TEXT PASSAGE

11. Chance, Consent, and COVID-19.

     Ryan Doddy

This chapter addresses a puzzle about risk and consent, which lies at the heart of several ethical issues raised by the COVID-19 pandemic. The puzzle comes from Judith Jarvis Thomson (“Imposing Risks” 1985). Thomson observes that in some cases in which one consents to a risk—like, for example, when one voluntarily plays the lottery—one has no grounds for complaint if the risk eventuates. But, in other cases—like, for example, when one chooses to walk through a neighborhood known to be replete with pickpockets—one does have grounds for complaint if the risk eventuates. What accounts for the difference? I survey several possible answers, all with relevance for the complex environment of risk presented by the pandemic. I then move to a closer study of how these answers bear on two model species of decision that might result in a COVID-19 infection. The first is quotidian: a person contracts COVID-19 as a result of deciding to go out and encounter other people during the pandemic. Under what circumstances does this person have grounds for complaint? Here, I consider Gerald Lang’s argument in favor of relaxing lockdown protocols. Lang contends that those who choose to go out and mingle socially are thereby consenting to the risks of contracting COVID-19 (“Costs and Risk Imposition” 2021); I consider the nature of this purported consent, and how it bears on the question of complaint. Then I move to the second model decision: the decision to participate in a human challenge trial, in which participants are deliberately exposed to COVID-19. I ask how volunteers might consent to the health risks of being exposed to COVID-19, and examine how consent offered in the context of a challenge trial might interact with solutions to Thomson’s dilemma (Nir Eyal, “Why Challenge Trials of SARS‐CoV‐2 Vaccines Could Be Ethical Despite Risk of Severe Adverse Events” 2020).

12. COVID-19 and the Social Contract.

AVAILABLE DATA

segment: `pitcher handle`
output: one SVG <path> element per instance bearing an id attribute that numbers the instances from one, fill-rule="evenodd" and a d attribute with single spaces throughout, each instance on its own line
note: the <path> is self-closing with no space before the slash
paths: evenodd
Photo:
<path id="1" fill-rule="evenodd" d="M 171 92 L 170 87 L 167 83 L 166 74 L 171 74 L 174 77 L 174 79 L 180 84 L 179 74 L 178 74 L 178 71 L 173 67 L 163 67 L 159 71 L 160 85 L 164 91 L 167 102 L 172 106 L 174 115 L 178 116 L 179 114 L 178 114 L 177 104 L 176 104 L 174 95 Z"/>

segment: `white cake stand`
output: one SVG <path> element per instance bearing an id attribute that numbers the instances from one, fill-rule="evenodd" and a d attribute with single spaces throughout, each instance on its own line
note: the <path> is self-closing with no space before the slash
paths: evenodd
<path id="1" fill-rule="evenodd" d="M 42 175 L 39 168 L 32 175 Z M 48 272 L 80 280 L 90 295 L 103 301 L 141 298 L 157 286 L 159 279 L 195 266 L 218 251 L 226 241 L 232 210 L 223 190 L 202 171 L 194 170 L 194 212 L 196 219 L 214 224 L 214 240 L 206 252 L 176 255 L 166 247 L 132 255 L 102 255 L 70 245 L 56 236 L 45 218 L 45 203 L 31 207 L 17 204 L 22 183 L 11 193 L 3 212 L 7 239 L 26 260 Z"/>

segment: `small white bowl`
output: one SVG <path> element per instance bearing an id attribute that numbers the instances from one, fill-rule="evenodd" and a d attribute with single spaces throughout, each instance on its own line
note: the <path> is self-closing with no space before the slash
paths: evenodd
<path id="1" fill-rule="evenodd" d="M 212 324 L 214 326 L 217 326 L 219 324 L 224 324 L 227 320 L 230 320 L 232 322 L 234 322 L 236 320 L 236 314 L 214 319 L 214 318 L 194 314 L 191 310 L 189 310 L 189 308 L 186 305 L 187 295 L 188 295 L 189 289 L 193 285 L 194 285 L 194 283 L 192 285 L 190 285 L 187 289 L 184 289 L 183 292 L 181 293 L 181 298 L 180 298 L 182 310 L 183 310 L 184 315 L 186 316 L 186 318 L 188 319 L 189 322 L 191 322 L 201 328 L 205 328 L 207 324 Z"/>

EXERCISE
Pick up the COVID-19 chapter summaries after their last line and keep writing. The records are separate from the COVID-19 chapter summaries and have no connection to them.

TASK RESPONSE
      Peter Anstey 

This chapter examines different responses to the restrictions that have been put on our civil liberties in the wake of the Covid-19 pandemic. Three types of response are analysed: those of the conspiracy theorist, those of the social dissenter, and those of what David Hume called the sensible knave. It is argued that these three responses are motivated by vastly different reasons, and that while we will always have these three forms of social protest amongst us, during a pandemic, the conspiracy theorist and the dissenter present far less of a threat than the sensible knave. If we accept that political obligation rests on some form of social contract, the conspiracy theorist can be seen as rejecting the civil authority’s evaluation of evidence and its implications; their problem is at root epistemological. The dissenter can be seen as protesting the authority’s management of civil liberties; their protest is about changes to the terms of the social contract. The sensible knave, however, has no objection to the evidence or to the manner in which the civil authority sets the relative weightings of individual liberties and community needs. Indeed, the sensible knave might even regard the reduction of civil liberties as opening up a rich array of new opportunities. Yet of the three “disobedients” it is the sensible knave who poses the greatest risk to society in a pandemic.